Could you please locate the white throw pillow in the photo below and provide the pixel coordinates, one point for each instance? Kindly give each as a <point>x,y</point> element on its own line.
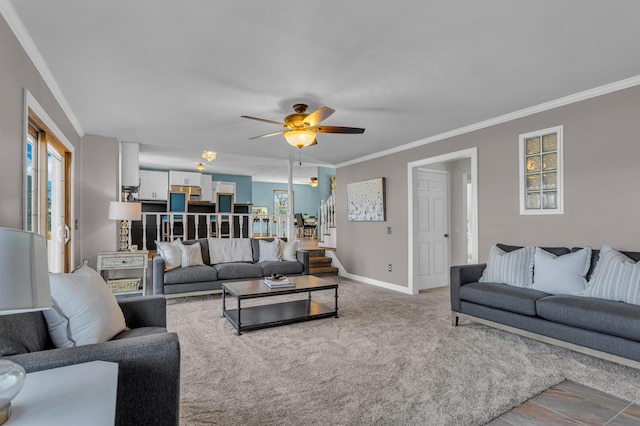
<point>561,274</point>
<point>513,268</point>
<point>289,250</point>
<point>225,250</point>
<point>269,250</point>
<point>191,255</point>
<point>85,311</point>
<point>171,253</point>
<point>616,277</point>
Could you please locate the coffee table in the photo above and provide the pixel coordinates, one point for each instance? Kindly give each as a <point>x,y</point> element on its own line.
<point>276,314</point>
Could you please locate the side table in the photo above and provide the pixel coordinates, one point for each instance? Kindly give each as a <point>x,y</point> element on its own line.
<point>124,260</point>
<point>80,394</point>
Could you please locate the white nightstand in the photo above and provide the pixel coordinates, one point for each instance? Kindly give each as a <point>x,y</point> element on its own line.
<point>81,394</point>
<point>124,260</point>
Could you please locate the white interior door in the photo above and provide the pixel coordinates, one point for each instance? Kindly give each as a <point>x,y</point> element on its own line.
<point>432,223</point>
<point>57,230</point>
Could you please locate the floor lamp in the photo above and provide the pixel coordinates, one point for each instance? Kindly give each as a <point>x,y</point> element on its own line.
<point>125,212</point>
<point>24,286</point>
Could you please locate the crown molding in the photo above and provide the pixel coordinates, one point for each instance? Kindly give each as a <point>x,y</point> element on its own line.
<point>15,23</point>
<point>577,97</point>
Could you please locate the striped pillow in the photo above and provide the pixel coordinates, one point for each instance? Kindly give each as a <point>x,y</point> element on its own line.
<point>514,268</point>
<point>616,277</point>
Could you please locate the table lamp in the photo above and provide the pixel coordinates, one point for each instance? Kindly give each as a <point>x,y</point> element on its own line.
<point>24,286</point>
<point>126,212</point>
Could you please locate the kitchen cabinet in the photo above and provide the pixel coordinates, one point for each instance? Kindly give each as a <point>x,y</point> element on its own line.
<point>153,185</point>
<point>178,178</point>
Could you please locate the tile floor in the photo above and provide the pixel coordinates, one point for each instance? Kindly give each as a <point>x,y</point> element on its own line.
<point>570,403</point>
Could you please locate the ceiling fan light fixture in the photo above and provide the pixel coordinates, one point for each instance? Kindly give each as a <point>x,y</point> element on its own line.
<point>209,155</point>
<point>299,138</point>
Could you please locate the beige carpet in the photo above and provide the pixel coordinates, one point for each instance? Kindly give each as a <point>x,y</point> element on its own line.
<point>389,359</point>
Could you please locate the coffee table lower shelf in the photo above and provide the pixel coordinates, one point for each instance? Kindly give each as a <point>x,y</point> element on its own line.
<point>276,314</point>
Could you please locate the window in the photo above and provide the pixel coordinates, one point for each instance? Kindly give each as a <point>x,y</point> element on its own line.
<point>541,180</point>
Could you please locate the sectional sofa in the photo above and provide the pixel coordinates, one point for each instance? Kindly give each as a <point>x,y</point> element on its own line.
<point>609,329</point>
<point>209,276</point>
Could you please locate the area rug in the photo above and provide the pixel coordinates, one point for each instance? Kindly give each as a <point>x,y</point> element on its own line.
<point>389,358</point>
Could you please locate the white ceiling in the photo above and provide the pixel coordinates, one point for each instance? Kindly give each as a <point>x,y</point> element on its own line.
<point>176,76</point>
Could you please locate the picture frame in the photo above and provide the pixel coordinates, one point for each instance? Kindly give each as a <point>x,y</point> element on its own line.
<point>281,202</point>
<point>366,201</point>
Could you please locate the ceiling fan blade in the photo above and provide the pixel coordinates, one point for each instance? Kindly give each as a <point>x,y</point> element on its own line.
<point>337,129</point>
<point>268,134</point>
<point>318,115</point>
<point>264,120</point>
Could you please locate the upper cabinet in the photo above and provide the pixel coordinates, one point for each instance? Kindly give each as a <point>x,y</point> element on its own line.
<point>184,178</point>
<point>153,185</point>
<point>206,185</point>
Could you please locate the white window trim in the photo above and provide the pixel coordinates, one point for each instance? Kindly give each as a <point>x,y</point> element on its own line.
<point>560,192</point>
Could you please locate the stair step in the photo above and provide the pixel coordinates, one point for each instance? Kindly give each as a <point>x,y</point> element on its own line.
<point>320,271</point>
<point>319,260</point>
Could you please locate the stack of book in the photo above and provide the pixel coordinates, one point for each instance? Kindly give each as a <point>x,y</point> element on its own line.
<point>278,282</point>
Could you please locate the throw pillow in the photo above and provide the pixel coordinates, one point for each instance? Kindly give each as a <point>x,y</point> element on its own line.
<point>191,255</point>
<point>171,253</point>
<point>561,274</point>
<point>616,277</point>
<point>226,250</point>
<point>270,251</point>
<point>514,268</point>
<point>289,250</point>
<point>84,310</point>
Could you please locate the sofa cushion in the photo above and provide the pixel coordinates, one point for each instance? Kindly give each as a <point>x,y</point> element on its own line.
<point>190,274</point>
<point>561,274</point>
<point>502,296</point>
<point>22,333</point>
<point>225,250</point>
<point>604,316</point>
<point>85,311</point>
<point>513,268</point>
<point>284,267</point>
<point>616,277</point>
<point>239,270</point>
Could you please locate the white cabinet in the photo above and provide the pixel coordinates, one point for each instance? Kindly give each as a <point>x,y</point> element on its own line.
<point>184,178</point>
<point>206,185</point>
<point>153,185</point>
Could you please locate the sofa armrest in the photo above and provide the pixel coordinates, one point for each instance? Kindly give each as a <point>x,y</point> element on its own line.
<point>149,311</point>
<point>303,257</point>
<point>157,270</point>
<point>148,374</point>
<point>461,275</point>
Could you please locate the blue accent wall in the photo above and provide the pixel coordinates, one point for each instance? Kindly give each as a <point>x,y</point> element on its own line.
<point>305,198</point>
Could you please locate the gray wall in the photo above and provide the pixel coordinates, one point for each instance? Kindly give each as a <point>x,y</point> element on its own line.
<point>99,186</point>
<point>16,73</point>
<point>602,175</point>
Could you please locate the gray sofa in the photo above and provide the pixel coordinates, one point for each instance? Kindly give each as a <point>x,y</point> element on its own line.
<point>148,358</point>
<point>208,278</point>
<point>603,328</point>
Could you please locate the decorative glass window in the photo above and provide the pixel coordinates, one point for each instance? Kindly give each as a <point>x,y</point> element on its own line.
<point>541,183</point>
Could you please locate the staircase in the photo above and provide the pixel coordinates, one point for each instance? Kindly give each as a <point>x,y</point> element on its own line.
<point>320,265</point>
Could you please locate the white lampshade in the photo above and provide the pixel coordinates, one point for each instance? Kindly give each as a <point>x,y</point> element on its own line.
<point>24,281</point>
<point>299,138</point>
<point>119,210</point>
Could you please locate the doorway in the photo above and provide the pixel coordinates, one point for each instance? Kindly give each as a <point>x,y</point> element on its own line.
<point>444,233</point>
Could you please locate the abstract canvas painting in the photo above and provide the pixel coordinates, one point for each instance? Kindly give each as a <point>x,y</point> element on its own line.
<point>365,201</point>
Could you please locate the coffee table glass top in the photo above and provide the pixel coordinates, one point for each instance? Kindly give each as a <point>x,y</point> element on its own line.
<point>257,288</point>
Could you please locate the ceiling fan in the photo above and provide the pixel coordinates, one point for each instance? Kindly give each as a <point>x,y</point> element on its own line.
<point>301,128</point>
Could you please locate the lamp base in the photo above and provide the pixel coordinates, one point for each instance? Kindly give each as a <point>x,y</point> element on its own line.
<point>5,411</point>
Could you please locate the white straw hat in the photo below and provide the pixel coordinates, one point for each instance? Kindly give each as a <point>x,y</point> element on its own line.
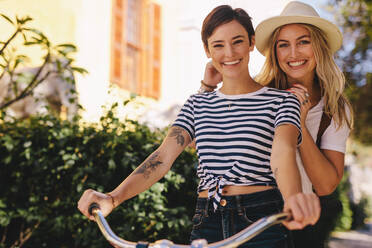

*Exercise directions:*
An exact copy of every entry above is needed, with the pictures left out.

*Task result:*
Could you please locate the white throw pillow in the photo below and provide the pixel coordinates, one point for each instance? Kindly give each as a <point>x,y</point> element on its own line.
<point>561,274</point>
<point>513,268</point>
<point>289,250</point>
<point>225,250</point>
<point>269,250</point>
<point>191,255</point>
<point>85,311</point>
<point>171,253</point>
<point>616,277</point>
Could you please locate the coffee table in the photo above and provide the pixel coordinates, one point for each instance? Kindly give each as a <point>x,y</point> element on its own line.
<point>276,314</point>
Could you please locate the side table in the photo above and provide the pixel coordinates, one point for each instance? Kindly give each as a <point>x,y</point> element on its own line.
<point>124,260</point>
<point>80,394</point>
Could you please locate the white nightstand in the photo above and provide the pixel coordinates, one point for each instance? Kindly give each as a <point>x,y</point> element on its own line.
<point>81,394</point>
<point>124,260</point>
Could you please locate the white interior door in the photo above and provide the pixel coordinates, one point for each instance? Kindly give each as a <point>x,y</point> element on its own line.
<point>432,223</point>
<point>57,230</point>
Could you please locate the floor lamp in the photo above and provide the pixel coordinates, one point for each instance? Kindly give each as a <point>x,y</point> element on its own line.
<point>125,212</point>
<point>24,286</point>
Could you please locate the crown molding in the photo above and provide the pixel coordinates, one point for each instance? Kindly give each as a <point>x,y</point> element on its own line.
<point>15,23</point>
<point>577,97</point>
Could you please locate the striped pillow in the photo above and provide the pixel coordinates, one point for each instance? Kindly give each as a <point>x,y</point> element on its own line.
<point>514,268</point>
<point>616,277</point>
Could you please locate the table lamp in the photo above and provide the pixel coordinates, one point for each instance? Kindly give each as a <point>x,y</point> element on its own line.
<point>24,286</point>
<point>126,212</point>
Could you please locate the kitchen cabinet in the photo above and provide the pixel coordinates, one point for each instance? Kindly give each as a <point>x,y</point> element on its own line.
<point>153,185</point>
<point>178,178</point>
Could you please locate the tile floor in the photo above and provide the pixel coordinates, one point for each instance? Kindly give each as a <point>x,y</point> element on its own line.
<point>570,403</point>
Could you please locate the ceiling fan light fixture in the photo above and provide the pixel coordinates, one point for each instance? Kindly give each as a <point>x,y</point> element on its own line.
<point>209,155</point>
<point>299,138</point>
Could you please locate the beige carpet in the photo above and provide the pixel coordinates, one point for each instance? Kindly give each as a <point>x,y</point> element on its own line.
<point>389,359</point>
Could you please locate the coffee table lower shelf in the photo above and provide the pixel coordinates, one point for each instance? Kindly give each as a <point>x,y</point> element on its own line.
<point>276,314</point>
Could you please locate the window in the photo above and provide the pixel coordinates, one point for each instance? Kindly give each as a <point>x,y</point> element on its own line.
<point>541,180</point>
Could you please locate the sectional sofa in the photo above and provide the pixel coordinates, one point for each instance? Kindly give each as a <point>x,y</point> element on its own line.
<point>609,329</point>
<point>209,276</point>
Could you please locate the area rug in the photo above and provide the pixel coordinates, one point for each instance? Kindly give each as a <point>x,y</point> element on its own line.
<point>389,358</point>
Could you please locate the white ceiling in the photo above and provide the pixel coordinates, one point for each instance? Kindly give each as a <point>x,y</point> element on its own line.
<point>176,76</point>
Could you please locate the picture frame in the photo above and provide the pixel coordinates, one point for each instance? Kindly give each as a <point>x,y</point> element on its own line.
<point>281,202</point>
<point>366,201</point>
Could you please locate the ceiling fan blade in the photo above and provide the pixel coordinates, one point for each instance? Kindly give each as a <point>x,y</point> element on its own line.
<point>337,129</point>
<point>268,134</point>
<point>318,115</point>
<point>264,120</point>
Could you please locate the upper cabinet in the photo above and provide the pixel coordinates, one point for each instance? Kindly give each as a <point>x,y</point> element on its own line.
<point>184,178</point>
<point>153,185</point>
<point>206,185</point>
Could you please locate the white window trim in the photo above and provide the pixel coordinates, one point for each instance? Kindly give each as a <point>x,y</point> element on its own line.
<point>560,192</point>
Could you please locate the stair step in the photo above and provide the pixel coordinates, one point for each instance? Kindly give each as a <point>x,y</point> element on its own line.
<point>320,271</point>
<point>319,260</point>
Could you please locate the stack of book in the photo above and provide the pixel coordinates, one point for each instance? Kindly give each as a <point>x,y</point> element on its own line.
<point>278,282</point>
Could you please locate the throw pillow in the photo above and provide the pixel coordinates, one point for each instance? Kindly give each as a <point>x,y</point> element on its own line.
<point>191,255</point>
<point>171,253</point>
<point>561,274</point>
<point>616,277</point>
<point>226,250</point>
<point>270,251</point>
<point>514,268</point>
<point>289,250</point>
<point>84,310</point>
Could you please locate the sofa cushion in the photo above and provide the pixel coordinates, one point for each instance? Kindly give each as a <point>x,y</point> element on its own line.
<point>190,274</point>
<point>561,274</point>
<point>502,296</point>
<point>22,333</point>
<point>225,250</point>
<point>604,316</point>
<point>85,311</point>
<point>513,268</point>
<point>284,267</point>
<point>616,277</point>
<point>239,270</point>
Could you please locate the white cabinet in the photo above and provide the pixel coordinates, one point for each instance? Kindly give each as a <point>x,y</point> element on its own line.
<point>184,178</point>
<point>206,185</point>
<point>153,185</point>
Could you please locate the sofa armrest in the photo above and provide the pixel coordinates, one point for each instance? Kindly give each as a <point>x,y</point> element on its own line.
<point>149,311</point>
<point>303,257</point>
<point>157,270</point>
<point>148,374</point>
<point>461,275</point>
Could you please locate the blue accent wall in the photo above and provide the pixel coordinates, one point for each instance? Kindly give each as a <point>x,y</point> element on its own line.
<point>305,198</point>
Could you please locate the gray wall in the photo above and provide the pixel coordinates, one point for each instance? Kindly give each as a <point>x,y</point> element on its own line.
<point>99,186</point>
<point>16,73</point>
<point>602,175</point>
Could you please locate the gray sofa in the photo above and provide the pixel coordinates, one point for each instance? Kindly give each as a <point>x,y</point> element on its own line.
<point>148,358</point>
<point>208,278</point>
<point>603,328</point>
Could you please locate the decorative glass window in the photo above and provide the pixel coordinates, one point for each instance? Kindly give each as a <point>x,y</point> element on its own line.
<point>541,183</point>
Could you please locate the staircase in the photo above and provide the pixel coordinates, one point for each instance? Kindly give each as a <point>x,y</point> element on its own line.
<point>320,265</point>
Could you please locate the white lampshade in the photo above and provide the pixel coordinates, one point for each instance? Kindly give each as a <point>x,y</point> element on its own line.
<point>24,281</point>
<point>299,138</point>
<point>119,210</point>
Could you please locate the doorway in the photo above and provide the pixel coordinates, one point for each instance? Kindly give each as a <point>x,y</point> element on its own line.
<point>444,233</point>
Could you please locate the abstract canvas painting in the photo above and provide the pixel coordinates, one point for each instance? Kindly give each as a <point>x,y</point> element on its own line.
<point>365,201</point>
Could you please locate the coffee table glass top in the photo above and provide the pixel coordinates, one point for each instance? Kindly give each as a <point>x,y</point> element on its own line.
<point>257,288</point>
Could you please locate the ceiling fan in the photo above and provide the pixel coordinates, one point for each instance? Kindly give each as a <point>x,y</point> element on its own line.
<point>301,128</point>
Could you please locate the lamp base in the photo above and provide the pixel coordinates, one point for each instance? Kindly give each as a <point>x,y</point> element on its own line.
<point>5,411</point>
Could you please locate the white straw hat in the photo below and provide the pixel coordinates, one point for each instance? Kindly give each as a <point>x,y</point> element on its own line.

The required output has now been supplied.